## Your goal
Filter the listing below, keeping every line that contains the string "grass", and copy each such line unchanged. Case counts when matching.

+===+

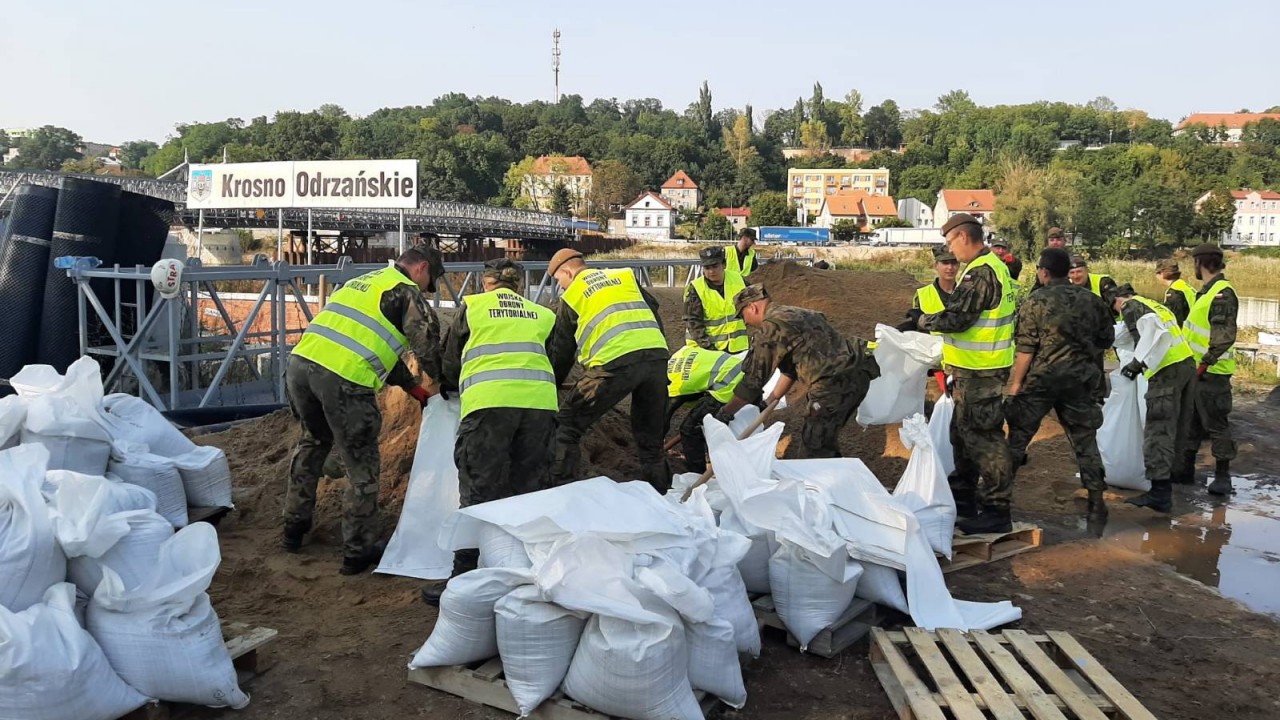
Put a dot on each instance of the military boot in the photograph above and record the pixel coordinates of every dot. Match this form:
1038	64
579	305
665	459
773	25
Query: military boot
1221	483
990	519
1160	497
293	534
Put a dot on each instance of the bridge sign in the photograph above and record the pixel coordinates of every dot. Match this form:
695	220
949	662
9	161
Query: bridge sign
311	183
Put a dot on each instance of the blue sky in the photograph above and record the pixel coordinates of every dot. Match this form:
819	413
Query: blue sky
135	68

+===+

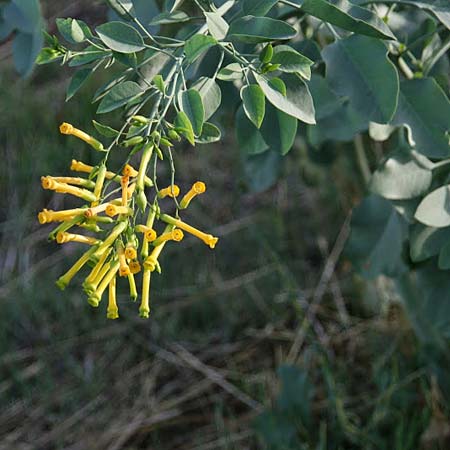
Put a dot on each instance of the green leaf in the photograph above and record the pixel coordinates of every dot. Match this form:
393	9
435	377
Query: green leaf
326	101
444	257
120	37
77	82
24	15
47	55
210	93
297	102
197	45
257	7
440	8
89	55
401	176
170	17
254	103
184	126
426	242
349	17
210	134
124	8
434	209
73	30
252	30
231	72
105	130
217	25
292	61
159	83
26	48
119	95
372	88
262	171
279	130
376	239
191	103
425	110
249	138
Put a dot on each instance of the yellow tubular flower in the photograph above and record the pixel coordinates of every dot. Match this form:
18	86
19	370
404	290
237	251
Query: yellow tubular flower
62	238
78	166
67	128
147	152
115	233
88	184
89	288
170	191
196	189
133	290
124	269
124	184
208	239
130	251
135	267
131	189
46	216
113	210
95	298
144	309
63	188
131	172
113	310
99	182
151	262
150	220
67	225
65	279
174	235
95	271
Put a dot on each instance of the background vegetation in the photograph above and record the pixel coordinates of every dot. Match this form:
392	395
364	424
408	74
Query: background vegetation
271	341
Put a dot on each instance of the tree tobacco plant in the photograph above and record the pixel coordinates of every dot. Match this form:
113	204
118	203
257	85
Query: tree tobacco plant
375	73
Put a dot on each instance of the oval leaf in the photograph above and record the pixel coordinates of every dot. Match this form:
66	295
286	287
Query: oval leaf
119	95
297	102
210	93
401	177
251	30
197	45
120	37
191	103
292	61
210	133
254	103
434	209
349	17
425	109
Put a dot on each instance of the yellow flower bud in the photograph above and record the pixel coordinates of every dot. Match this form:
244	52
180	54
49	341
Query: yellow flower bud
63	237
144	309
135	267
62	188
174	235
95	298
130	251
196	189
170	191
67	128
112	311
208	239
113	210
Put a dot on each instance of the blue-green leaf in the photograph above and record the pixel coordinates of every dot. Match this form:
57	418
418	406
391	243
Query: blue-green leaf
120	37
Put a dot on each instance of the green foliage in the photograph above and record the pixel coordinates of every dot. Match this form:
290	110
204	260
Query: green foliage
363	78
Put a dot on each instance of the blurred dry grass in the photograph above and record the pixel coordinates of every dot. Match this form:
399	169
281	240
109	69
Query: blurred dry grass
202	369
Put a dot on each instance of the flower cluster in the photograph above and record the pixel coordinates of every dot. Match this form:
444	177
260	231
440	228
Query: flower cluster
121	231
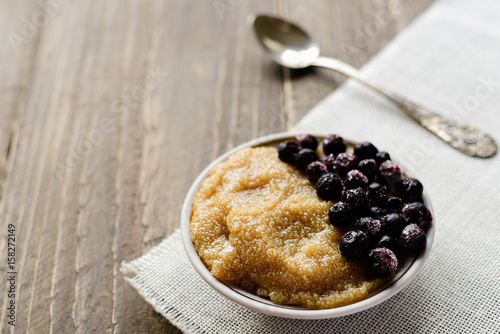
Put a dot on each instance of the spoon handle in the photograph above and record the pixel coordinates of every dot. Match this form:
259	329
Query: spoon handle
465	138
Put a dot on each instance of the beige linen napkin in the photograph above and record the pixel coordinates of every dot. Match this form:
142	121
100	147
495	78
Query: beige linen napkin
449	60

+===+

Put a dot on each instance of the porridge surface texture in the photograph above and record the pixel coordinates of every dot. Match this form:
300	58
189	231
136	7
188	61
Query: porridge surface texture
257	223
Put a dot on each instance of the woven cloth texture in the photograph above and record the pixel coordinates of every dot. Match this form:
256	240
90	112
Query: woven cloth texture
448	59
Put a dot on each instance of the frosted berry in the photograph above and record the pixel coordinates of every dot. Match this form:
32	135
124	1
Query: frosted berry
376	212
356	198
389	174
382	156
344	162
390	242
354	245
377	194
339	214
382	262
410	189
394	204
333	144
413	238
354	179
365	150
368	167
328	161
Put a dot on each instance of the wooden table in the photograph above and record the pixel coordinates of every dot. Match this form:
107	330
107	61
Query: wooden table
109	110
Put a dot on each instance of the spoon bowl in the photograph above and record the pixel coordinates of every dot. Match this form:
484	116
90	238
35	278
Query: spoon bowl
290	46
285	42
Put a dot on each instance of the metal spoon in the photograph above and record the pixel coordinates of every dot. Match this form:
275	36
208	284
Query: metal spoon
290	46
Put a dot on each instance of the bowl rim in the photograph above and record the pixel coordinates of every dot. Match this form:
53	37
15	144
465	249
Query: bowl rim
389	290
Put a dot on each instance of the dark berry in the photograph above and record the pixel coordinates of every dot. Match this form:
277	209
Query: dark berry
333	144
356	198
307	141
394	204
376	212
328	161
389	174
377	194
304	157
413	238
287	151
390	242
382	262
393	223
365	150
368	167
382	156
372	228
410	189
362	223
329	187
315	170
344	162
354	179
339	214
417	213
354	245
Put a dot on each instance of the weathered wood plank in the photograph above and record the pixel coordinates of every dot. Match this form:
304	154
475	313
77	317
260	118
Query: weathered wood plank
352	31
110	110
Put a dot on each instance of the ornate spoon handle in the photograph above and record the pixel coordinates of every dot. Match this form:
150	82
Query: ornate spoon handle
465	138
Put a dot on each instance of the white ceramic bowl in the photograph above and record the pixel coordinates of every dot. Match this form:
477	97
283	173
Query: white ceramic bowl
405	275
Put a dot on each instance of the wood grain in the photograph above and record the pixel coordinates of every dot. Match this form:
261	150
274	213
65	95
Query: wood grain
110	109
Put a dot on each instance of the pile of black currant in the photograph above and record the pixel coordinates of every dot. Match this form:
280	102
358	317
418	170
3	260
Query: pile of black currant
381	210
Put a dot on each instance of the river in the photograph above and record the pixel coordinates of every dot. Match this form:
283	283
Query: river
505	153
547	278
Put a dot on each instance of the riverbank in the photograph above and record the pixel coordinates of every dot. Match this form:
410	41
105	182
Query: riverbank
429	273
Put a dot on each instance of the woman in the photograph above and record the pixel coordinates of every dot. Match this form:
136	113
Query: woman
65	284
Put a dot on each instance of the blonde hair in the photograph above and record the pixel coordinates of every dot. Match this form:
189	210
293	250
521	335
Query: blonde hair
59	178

+===+

## Response below
Put a dot on each instance of the blurred dry grass in the photograph above and record the pixel coordinates of every dot. Match this form:
Query: blurred dry grass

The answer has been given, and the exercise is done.